- _Problem to solve_: Turn all the records below into a numbered list, one line per number, with blank lines dropped. Leave the pictures out.

- _Exercise material_:
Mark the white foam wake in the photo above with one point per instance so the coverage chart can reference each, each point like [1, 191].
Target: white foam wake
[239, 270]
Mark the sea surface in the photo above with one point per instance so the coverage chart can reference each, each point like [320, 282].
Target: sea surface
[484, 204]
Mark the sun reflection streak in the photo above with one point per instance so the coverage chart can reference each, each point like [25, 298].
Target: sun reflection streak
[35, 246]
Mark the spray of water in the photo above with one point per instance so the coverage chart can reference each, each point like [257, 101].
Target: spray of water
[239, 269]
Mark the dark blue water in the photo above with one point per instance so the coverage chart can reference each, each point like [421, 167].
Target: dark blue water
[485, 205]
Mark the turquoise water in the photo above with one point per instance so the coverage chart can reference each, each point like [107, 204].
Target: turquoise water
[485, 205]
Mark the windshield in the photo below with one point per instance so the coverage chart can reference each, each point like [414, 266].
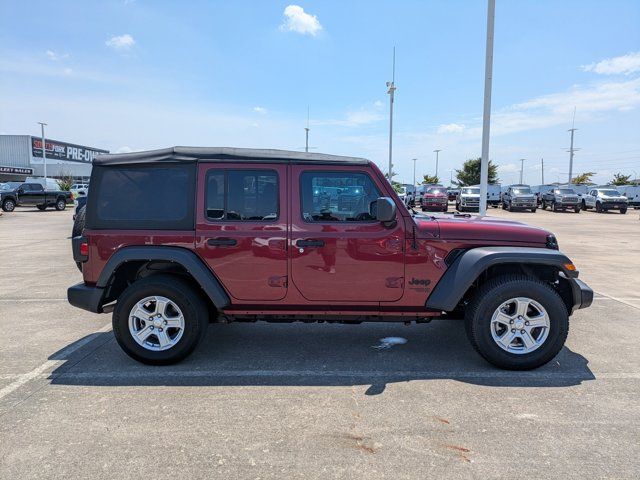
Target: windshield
[10, 185]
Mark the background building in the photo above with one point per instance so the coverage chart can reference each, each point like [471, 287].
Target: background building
[21, 157]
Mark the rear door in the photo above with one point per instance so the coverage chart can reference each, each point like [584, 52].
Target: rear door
[241, 229]
[339, 251]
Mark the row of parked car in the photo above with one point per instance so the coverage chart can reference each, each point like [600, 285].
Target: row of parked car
[33, 194]
[525, 197]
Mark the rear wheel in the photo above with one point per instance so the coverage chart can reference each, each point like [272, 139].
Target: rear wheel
[159, 320]
[517, 322]
[8, 205]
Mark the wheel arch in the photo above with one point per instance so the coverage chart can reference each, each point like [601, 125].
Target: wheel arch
[474, 267]
[132, 263]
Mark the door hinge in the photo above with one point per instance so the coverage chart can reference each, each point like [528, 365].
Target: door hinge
[278, 281]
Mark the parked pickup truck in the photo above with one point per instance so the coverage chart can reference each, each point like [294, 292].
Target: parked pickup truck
[177, 238]
[605, 199]
[18, 194]
[561, 199]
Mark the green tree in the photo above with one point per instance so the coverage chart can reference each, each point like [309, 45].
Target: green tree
[583, 177]
[430, 180]
[620, 179]
[469, 174]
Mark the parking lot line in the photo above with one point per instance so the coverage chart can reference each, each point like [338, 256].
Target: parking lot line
[50, 364]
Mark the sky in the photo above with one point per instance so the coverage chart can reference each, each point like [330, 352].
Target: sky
[129, 75]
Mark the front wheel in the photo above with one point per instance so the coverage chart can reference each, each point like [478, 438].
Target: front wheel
[516, 322]
[159, 320]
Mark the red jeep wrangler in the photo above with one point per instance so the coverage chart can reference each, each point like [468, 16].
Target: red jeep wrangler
[180, 237]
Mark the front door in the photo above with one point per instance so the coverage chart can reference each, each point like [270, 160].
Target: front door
[241, 230]
[339, 251]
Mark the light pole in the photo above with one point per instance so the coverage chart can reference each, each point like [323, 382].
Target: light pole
[391, 91]
[437, 152]
[486, 115]
[306, 134]
[414, 171]
[44, 154]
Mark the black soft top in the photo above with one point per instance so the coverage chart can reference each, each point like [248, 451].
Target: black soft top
[225, 154]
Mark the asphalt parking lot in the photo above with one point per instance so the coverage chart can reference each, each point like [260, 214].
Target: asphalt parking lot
[315, 401]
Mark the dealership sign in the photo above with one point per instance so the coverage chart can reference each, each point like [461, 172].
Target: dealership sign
[16, 170]
[63, 151]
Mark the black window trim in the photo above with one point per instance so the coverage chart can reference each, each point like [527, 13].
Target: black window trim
[337, 222]
[225, 171]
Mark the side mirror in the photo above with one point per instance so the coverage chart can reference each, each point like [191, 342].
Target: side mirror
[385, 210]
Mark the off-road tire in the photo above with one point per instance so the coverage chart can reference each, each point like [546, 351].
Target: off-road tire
[8, 205]
[193, 307]
[500, 289]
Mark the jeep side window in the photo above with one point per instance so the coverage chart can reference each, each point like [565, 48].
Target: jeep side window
[242, 195]
[338, 197]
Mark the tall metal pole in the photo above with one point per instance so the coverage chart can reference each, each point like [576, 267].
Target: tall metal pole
[486, 115]
[306, 134]
[571, 150]
[437, 152]
[391, 92]
[414, 171]
[44, 154]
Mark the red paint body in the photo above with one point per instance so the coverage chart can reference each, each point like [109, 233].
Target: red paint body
[363, 267]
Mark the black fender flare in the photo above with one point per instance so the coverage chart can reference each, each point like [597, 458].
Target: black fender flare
[468, 266]
[182, 256]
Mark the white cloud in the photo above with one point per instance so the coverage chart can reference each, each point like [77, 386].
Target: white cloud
[297, 20]
[51, 55]
[121, 42]
[451, 128]
[624, 64]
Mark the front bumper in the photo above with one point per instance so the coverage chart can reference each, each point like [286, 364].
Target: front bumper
[582, 294]
[86, 297]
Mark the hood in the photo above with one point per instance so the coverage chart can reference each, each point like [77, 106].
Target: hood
[449, 227]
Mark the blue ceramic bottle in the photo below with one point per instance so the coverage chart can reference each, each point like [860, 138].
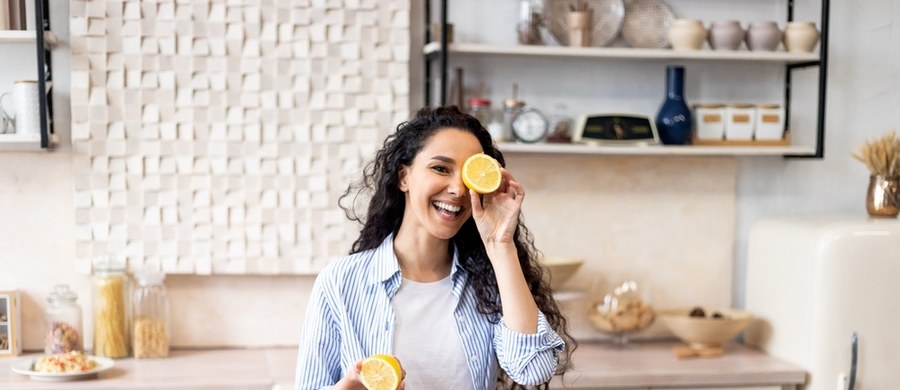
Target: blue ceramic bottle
[674, 118]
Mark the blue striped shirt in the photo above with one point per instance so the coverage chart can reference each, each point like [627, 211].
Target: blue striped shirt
[349, 317]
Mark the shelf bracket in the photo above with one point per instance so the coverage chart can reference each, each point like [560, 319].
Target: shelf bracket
[823, 82]
[42, 22]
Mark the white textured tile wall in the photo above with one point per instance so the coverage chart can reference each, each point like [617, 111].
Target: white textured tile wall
[214, 137]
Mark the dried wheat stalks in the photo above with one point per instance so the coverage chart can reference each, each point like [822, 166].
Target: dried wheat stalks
[881, 156]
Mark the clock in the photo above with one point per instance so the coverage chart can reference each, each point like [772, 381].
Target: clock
[627, 129]
[530, 125]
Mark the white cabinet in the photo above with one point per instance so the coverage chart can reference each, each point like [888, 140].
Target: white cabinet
[19, 46]
[621, 79]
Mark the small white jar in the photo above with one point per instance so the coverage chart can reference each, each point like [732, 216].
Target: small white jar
[687, 34]
[740, 121]
[769, 122]
[710, 121]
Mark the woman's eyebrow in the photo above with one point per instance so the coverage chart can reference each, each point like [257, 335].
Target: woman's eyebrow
[444, 159]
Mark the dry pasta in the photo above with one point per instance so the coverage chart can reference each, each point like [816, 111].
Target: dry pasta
[110, 327]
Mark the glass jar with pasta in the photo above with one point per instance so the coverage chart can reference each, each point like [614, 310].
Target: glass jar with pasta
[111, 309]
[150, 334]
[63, 319]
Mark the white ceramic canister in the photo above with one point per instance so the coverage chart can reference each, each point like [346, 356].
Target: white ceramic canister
[763, 36]
[769, 122]
[800, 37]
[710, 121]
[687, 34]
[725, 35]
[740, 121]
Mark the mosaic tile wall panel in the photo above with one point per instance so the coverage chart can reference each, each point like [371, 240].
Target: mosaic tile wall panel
[214, 137]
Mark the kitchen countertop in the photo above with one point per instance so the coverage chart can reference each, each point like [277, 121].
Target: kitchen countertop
[639, 365]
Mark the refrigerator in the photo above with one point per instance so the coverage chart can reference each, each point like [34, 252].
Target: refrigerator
[825, 293]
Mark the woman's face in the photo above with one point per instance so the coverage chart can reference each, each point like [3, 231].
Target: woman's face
[436, 198]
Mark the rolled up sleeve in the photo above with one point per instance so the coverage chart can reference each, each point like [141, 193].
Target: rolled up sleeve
[528, 359]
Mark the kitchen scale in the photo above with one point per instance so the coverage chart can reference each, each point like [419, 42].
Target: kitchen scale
[616, 129]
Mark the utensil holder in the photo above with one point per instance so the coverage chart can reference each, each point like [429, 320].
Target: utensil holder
[579, 23]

- _Answer to this exercise_:
1. Mark the white foam wake in the photo above with one point per instance so the coverage chart can reference each, each point like [1, 191].
2. Target: white foam wake
3. [239, 270]
4. Mark the sea surface in the photo above with one point per instance so the coverage chart can reference each, each point like [320, 282].
5. Target: sea surface
6. [484, 204]
7. Mark the sun reflection streak in the photo above with one point per instance so the coverage chart can reference each, each point like [25, 298].
8. Target: sun reflection streak
9. [35, 246]
10. Mark the spray of water in the photo above with one point per instance so the coverage chart can reference each, each point like [257, 101].
11. Target: spray of water
12. [239, 269]
13. Mark the dark blue water in the photo above with one point per instance so the coverage chart can reference each, each point like [421, 167].
14. Target: dark blue water
15. [485, 205]
16. Mark the turquoise water in the photo above with one point per instance so the coverage chart can reference each, each point like [107, 204].
17. Target: turquoise water
18. [485, 205]
19. Mark the windshield in the photo below with one point per instance so the coverage chart can reference each, each point like [414, 266].
20. Target: windshield
21. [10, 185]
22. Mark the background building in the photo above with one point per instance so the coverage chart can reference each, each point like [471, 287].
23. Target: background building
24. [21, 157]
25. Mark the rear door in the photo above with one point per instance so the coverage chart can reference each, each point like [584, 52].
26. Target: rear door
27. [241, 229]
28. [339, 251]
29. Mark the row of parked car in the photo above with one point per instance so the coverage chart can reference each, each point like [600, 285].
30. Target: row of parked car
31. [33, 194]
32. [525, 197]
33. Mark the rear wheel in the photo above with one point per instance so the coverage chart can reference each, each point like [272, 139].
34. Target: rear wheel
35. [159, 320]
36. [517, 322]
37. [8, 205]
38. Mark the wheel arch in the photo above with one point per instance so the coverage chart can reference each, each point like [601, 125].
39. Target: wheel arch
40. [474, 267]
41. [132, 263]
42. Mark the door hinge in the photo above with one point per instance so the coverage chart can reference each, each point like [528, 365].
43. Target: door hinge
44. [278, 281]
45. Mark the parked pickup truck in the photo above with one point per instance so the coverage chart can reference each, each point like [294, 292].
46. Target: parked pickup truck
47. [177, 238]
48. [605, 199]
49. [18, 194]
50. [561, 199]
51. Mark the green tree in the photo above with one point per instance so the coverage chart can reference each, each point like [309, 45].
52. Target: green tree
53. [583, 177]
54. [430, 180]
55. [620, 179]
56. [469, 174]
57. Mark the parking lot line in the photo above with one point per instance so the coverage chart can reference each, each point like [338, 256].
58. Target: parking lot line
59. [50, 364]
60. Mark the sky in the photo above with one point per instance so the coverage chart can reference each, each point like [330, 352].
61. Target: sky
62. [129, 75]
63. Mark the front wheel in the photo above with one point per instance so the coverage chart can reference each, each point like [478, 438].
64. Target: front wheel
65. [516, 322]
66. [159, 320]
67. Mark the red jeep wrangler in the photo above with one point per instance so the coverage chart can reference each, each point like [468, 16].
68. Target: red jeep wrangler
69. [180, 237]
70. Mark the front door in the photo above with one point per instance so the coverage chart can reference each, each point like [270, 160].
71. Target: front door
72. [241, 230]
73. [339, 251]
74. Mark the light pole in the photo above with one point per instance so the coverage chart can reference each, each point like [323, 382].
75. Target: light pole
76. [391, 91]
77. [437, 152]
78. [486, 115]
79. [306, 134]
80. [414, 171]
81. [44, 154]
82. Mark the black soft top in the photo above with one point per instance so the coverage chart can reference each, each point like [248, 451].
83. Target: black soft top
84. [225, 154]
85. Mark the asphalt parking lot in the photo above with one point per instance so the coverage chart can reference each, each point like [260, 214].
86. Target: asphalt parking lot
87. [315, 401]
88. Mark the dealership sign in the photo above with one point per instance so the coverage chart can reference each, each point like [461, 172].
89. Target: dealership sign
90. [16, 170]
91. [63, 151]
92. Mark the black window trim in the photo above with one point per instance so the coverage chart can reference each, each point like [527, 13].
93. Target: black window trim
94. [337, 222]
95. [225, 171]
96. Mark the side mirror in the photo above with one point per instance so the coverage chart can reference each, each point like [191, 342].
97. Target: side mirror
98. [385, 210]
99. Mark the off-road tire in the photo above with one point per instance so the coverage chart can reference each, each point like [546, 351].
100. Target: off-road tire
101. [8, 205]
102. [193, 307]
103. [500, 289]
104. Mark the jeep side window in the photo above with one point per instance so the coverage chart can reference each, each point like [565, 48].
105. Target: jeep side window
106. [242, 195]
107. [338, 197]
108. Mark the tall metal pole in the photo above with one point per instance so the coverage chart can reference each, each point like [576, 267].
109. Target: tall metal pole
110. [486, 115]
111. [306, 134]
112. [571, 150]
113. [437, 152]
114. [391, 92]
115. [414, 171]
116. [44, 154]
117. Mark the red paint body in the photo above with one point per instance so the coverage chart can reference each, each point like [109, 233].
118. Target: red paint body
119. [363, 267]
120. Mark the black fender flare in the photo above with one point per instance so the coverage chart can reference each, each point like [597, 458].
121. Target: black fender flare
122. [468, 266]
123. [182, 256]
124. Mark the white cloud in the photo above with one point per instance so the coverage chart can reference each, each point like [77, 386].
125. Target: white cloud
126. [297, 20]
127. [51, 55]
128. [121, 42]
129. [451, 128]
130. [624, 64]
131. Mark the front bumper in the photo above with one point per instance so the coverage chart can reference each, each point like [286, 364].
132. Target: front bumper
133. [582, 294]
134. [86, 297]
135. Mark the hood in the photo above with one point per instance so the coverage chart can reference each, each point like [77, 106].
136. Target: hood
137. [449, 227]
138. Mark the blue ceramic bottle in the photo below with one point per instance so the coverage chart can reference each, each point like [860, 138].
139. Target: blue ceramic bottle
140. [674, 118]
141. Mark the blue striped shirt in the photo above with one point per instance so the coverage chart can reference each, each point like [627, 211].
142. Target: blue striped shirt
143. [349, 317]
144. Mark the shelf bracket in the photo above with one point per instance so the coverage chart can reference each, each point like [560, 319].
145. Target: shelf bracket
146. [823, 82]
147. [42, 22]
148. Mark the white textured tile wall in the photo above with one point per instance so the coverage chart can reference each, each point like [617, 111].
149. Target: white textured tile wall
150. [214, 137]
151. Mark the dried wheat stalks in the photo above with one point per instance so the coverage chart can reference each, each point like [822, 166].
152. Target: dried wheat stalks
153. [881, 156]
154. Mark the clock in the photo above with one point per instance so the coverage chart can reference each, each point like [772, 381].
155. Target: clock
156. [627, 129]
157. [530, 125]
158. Mark the white cabinet in the photo above with one point per instance so the coverage chart can reference each, each point like [888, 140].
159. Target: white cabinet
160. [19, 46]
161. [621, 79]
162. Mark the small white jar in the photo above with one point per instance so the coverage chart can reference each, each point like [732, 216].
163. Target: small white jar
164. [687, 34]
165. [740, 121]
166. [769, 122]
167. [710, 121]
168. Mark the woman's eyebrow in the photo above with one point per instance so the coverage chart can reference each, each point like [257, 335].
169. Target: woman's eyebrow
170. [444, 159]
171. Mark the dry pasta in the photo above with one point per instance so the coverage chart can reference each, each point like [816, 111].
172. Target: dry pasta
173. [110, 327]
174. Mark the glass jar with pasta in the photo above with one point per instance so the coverage chart can reference each, each point like [614, 310].
175. Target: glass jar with pasta
176. [111, 309]
177. [150, 334]
178. [63, 319]
179. Mark the white ceramic canister in the photo above with one point per instance so the coverage chart can reference each, each point like [346, 356].
180. Target: white ceramic canister
181. [763, 36]
182. [769, 122]
183. [800, 37]
184. [710, 121]
185. [687, 34]
186. [725, 35]
187. [740, 121]
188. Mark the mosaic tile wall panel in the photo above with one point per instance so the coverage chart can reference each, each point like [371, 240].
189. Target: mosaic tile wall panel
190. [214, 137]
191. Mark the kitchen countertop in the photo above with one point per instance so the coverage chart can reference each, each point like [277, 121].
192. Target: kitchen countertop
193. [639, 365]
194. Mark the refrigerator in the photo above with one point per instance so the coverage chart can reference each, each point like [34, 252].
195. Target: refrigerator
196. [825, 293]
197. Mark the woman's face in the photo above with one point per instance so the coverage chart can reference each, each point like [3, 231].
198. Target: woman's face
199. [436, 198]
200. Mark the rolled up sleeve in the photo above with one point per instance so the coverage chart can reference each, each point like [141, 193].
201. Target: rolled up sleeve
202. [528, 359]
203. Mark the kitchen scale in the photo above with one point per instance so the coverage chart can reference each, each point like [419, 42].
204. Target: kitchen scale
205. [616, 129]
206. Mark the utensil holder in the photo above with one point per instance so the coverage chart can reference each, each point like [429, 320].
207. Target: utensil holder
208. [579, 23]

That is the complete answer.